To do =
Repeat the stretch of the data from the line that contains "Pinpoint every instance of caramel cupcake" through the line that contains "612, 1191, 638]]", both included, and give back nothing else.

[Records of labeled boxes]
>> BEGIN

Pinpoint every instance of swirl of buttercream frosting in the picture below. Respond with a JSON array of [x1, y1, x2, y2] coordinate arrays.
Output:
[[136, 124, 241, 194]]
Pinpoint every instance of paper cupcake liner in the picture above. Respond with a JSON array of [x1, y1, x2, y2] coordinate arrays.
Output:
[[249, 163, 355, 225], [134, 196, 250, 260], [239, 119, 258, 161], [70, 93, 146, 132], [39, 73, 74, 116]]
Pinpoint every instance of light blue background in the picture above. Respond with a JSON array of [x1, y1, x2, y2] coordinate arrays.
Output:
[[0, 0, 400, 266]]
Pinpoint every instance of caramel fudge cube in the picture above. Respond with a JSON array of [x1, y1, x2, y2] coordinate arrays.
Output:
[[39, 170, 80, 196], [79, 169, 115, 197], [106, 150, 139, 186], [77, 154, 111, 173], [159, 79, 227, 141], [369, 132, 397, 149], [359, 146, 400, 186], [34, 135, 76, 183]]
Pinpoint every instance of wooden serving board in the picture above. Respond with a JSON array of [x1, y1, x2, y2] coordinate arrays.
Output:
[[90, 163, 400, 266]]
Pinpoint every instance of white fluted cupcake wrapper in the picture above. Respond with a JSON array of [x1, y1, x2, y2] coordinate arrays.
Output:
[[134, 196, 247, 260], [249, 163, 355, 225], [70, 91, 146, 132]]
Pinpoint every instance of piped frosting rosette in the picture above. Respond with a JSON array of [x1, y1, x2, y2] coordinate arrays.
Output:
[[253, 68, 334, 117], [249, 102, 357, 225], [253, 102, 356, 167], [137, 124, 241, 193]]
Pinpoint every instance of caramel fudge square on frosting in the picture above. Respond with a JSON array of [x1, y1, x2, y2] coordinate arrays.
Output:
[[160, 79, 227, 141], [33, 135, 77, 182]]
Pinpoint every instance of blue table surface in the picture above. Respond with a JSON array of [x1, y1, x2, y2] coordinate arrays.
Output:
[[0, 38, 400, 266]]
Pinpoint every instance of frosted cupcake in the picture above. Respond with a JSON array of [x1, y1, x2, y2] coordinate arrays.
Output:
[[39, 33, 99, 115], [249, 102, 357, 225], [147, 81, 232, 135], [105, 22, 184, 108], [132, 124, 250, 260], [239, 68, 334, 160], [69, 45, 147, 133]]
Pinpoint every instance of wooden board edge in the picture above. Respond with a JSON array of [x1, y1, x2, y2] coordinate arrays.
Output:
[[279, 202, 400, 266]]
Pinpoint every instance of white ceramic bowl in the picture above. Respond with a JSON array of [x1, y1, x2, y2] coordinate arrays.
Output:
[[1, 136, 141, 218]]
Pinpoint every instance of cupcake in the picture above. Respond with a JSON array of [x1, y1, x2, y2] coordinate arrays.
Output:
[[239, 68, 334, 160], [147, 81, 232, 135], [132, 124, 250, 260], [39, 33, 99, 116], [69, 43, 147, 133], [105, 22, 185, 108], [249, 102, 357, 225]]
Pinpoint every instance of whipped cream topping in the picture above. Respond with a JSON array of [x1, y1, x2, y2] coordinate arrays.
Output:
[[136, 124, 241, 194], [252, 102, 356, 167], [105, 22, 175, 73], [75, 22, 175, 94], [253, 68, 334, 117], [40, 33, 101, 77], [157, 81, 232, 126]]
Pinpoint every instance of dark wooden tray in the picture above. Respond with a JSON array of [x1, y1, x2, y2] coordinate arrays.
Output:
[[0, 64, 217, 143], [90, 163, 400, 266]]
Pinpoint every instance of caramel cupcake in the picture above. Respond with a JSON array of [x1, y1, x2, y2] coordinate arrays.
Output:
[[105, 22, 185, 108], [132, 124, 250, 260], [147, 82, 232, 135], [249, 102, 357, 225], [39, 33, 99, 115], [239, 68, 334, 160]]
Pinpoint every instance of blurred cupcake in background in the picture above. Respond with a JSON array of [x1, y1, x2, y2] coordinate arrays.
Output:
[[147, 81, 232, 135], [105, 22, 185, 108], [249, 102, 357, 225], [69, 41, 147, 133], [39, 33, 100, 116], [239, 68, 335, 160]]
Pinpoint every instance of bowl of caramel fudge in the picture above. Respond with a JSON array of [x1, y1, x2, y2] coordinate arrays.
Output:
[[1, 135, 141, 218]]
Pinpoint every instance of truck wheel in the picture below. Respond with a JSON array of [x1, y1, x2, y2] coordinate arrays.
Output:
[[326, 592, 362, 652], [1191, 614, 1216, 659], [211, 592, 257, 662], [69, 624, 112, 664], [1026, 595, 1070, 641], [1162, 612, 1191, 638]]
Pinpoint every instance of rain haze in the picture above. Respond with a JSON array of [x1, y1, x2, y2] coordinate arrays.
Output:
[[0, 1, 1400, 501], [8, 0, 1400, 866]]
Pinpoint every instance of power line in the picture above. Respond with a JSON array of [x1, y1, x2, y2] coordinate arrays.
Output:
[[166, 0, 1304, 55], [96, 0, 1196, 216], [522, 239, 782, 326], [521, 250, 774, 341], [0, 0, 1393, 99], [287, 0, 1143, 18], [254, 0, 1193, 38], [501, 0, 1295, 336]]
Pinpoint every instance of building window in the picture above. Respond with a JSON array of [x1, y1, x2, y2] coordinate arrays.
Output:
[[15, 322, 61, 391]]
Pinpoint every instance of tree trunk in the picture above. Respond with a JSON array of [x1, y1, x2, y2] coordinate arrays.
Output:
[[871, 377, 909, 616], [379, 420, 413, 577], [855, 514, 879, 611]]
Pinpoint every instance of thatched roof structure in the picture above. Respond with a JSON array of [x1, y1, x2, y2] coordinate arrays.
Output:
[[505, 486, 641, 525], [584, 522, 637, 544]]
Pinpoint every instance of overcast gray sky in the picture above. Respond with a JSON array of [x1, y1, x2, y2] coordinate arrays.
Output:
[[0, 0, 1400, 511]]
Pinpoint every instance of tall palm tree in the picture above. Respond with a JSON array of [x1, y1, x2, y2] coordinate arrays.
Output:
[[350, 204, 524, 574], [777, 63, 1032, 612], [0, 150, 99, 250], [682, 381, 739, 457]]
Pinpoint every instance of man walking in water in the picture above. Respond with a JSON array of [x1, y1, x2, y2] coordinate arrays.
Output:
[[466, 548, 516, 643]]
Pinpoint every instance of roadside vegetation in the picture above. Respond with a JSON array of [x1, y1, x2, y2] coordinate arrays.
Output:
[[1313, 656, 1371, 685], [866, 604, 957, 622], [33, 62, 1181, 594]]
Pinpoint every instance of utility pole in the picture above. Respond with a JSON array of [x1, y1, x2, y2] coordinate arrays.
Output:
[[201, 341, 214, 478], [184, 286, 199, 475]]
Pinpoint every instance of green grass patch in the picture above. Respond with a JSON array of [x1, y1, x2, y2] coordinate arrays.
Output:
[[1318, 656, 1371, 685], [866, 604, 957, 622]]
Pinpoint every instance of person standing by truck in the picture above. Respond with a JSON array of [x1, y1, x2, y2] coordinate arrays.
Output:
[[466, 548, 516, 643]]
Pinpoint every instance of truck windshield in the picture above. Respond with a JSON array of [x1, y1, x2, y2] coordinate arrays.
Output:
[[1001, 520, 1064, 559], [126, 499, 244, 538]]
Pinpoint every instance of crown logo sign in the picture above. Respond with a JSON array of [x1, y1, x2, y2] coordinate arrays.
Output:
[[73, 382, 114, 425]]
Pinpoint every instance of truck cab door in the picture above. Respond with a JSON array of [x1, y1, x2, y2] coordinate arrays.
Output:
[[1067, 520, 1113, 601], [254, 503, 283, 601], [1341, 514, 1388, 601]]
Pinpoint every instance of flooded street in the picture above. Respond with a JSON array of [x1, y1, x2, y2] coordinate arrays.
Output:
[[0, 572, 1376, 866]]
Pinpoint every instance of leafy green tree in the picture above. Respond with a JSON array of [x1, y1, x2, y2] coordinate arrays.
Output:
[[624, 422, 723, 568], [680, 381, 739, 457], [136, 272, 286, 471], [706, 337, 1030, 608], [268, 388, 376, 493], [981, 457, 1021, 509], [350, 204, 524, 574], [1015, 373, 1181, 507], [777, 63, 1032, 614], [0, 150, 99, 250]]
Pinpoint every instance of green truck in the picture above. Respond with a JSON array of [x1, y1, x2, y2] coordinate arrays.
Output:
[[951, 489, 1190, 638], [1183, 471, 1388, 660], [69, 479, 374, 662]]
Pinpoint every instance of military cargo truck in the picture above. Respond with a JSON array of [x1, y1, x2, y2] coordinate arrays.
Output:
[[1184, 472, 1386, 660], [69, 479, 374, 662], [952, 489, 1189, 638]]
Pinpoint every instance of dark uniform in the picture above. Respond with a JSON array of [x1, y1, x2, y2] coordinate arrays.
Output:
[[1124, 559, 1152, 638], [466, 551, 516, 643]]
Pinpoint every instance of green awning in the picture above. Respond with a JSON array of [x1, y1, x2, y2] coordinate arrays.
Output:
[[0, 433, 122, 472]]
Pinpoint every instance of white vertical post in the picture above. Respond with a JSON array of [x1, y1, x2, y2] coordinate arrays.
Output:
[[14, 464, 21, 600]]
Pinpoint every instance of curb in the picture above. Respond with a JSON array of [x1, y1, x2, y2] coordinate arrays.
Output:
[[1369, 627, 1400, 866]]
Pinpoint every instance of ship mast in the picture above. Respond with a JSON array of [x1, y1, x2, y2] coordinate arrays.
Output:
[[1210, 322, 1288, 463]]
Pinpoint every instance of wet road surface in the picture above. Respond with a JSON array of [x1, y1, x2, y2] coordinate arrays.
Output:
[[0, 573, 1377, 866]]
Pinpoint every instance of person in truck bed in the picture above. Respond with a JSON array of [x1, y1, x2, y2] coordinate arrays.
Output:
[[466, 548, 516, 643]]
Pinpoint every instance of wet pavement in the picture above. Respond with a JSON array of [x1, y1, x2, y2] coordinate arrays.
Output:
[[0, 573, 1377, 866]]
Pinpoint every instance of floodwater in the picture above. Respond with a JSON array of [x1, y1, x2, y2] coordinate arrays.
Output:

>> END

Worked answer =
Pinpoint every instance of caramel cupcake in the picture above. Respond with a JSON array of [x1, y1, x2, y2] coordinate arrays.
Output:
[[105, 22, 185, 108], [132, 124, 250, 260], [147, 82, 232, 135], [249, 102, 357, 225], [39, 33, 99, 115], [239, 68, 334, 160]]
Pinpoint every instance of blurred cupcake in background in the picture above. Respond with a JSON array of [x1, y1, x2, y2] coordinate arrays.
Output:
[[147, 81, 232, 135], [105, 22, 185, 108], [249, 102, 357, 225], [69, 41, 147, 133], [39, 33, 100, 116], [239, 68, 335, 160]]
Pinpoint every instance of bowl of caramel fudge in the picture above. Respond with a JSON array of [x1, y1, x2, y2] coordinate arrays.
Output:
[[1, 135, 141, 218]]
Pinpoint every instance of truck wheel in the picture below. Respond with a JSON array of [x1, y1, x2, y2] coordinate arrays.
Output:
[[326, 592, 362, 652], [1191, 614, 1216, 659], [211, 592, 257, 662], [69, 624, 112, 664], [1026, 595, 1070, 641], [1162, 612, 1191, 638]]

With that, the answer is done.